▶ **Request**
Could you write out all these records again, requests included but pictures left out, shifting every coordinate in the answers by -142 while leaving the numbers in the requests unchanged?

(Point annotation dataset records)
□ □ □ □ □

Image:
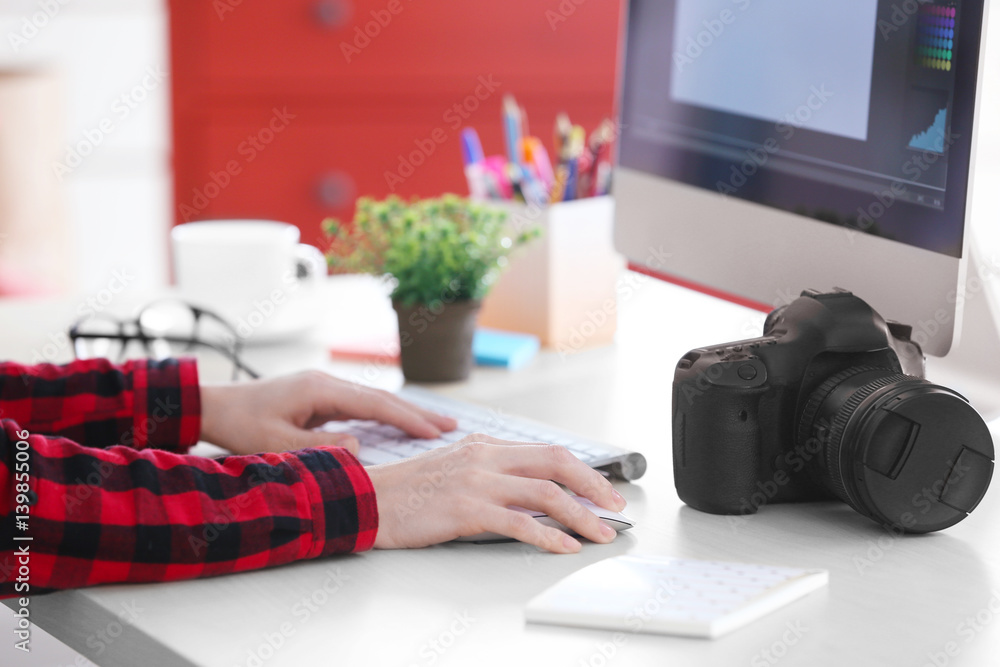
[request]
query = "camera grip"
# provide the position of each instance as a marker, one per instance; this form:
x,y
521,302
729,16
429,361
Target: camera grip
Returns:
x,y
717,449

□ □ □ □ □

▶ **Written response**
Image:
[request]
query = "camera grip"
# provide the position of each instance as a marker, one per instance; this form:
x,y
521,302
729,16
429,361
Target: camera grip
Returns:
x,y
575,307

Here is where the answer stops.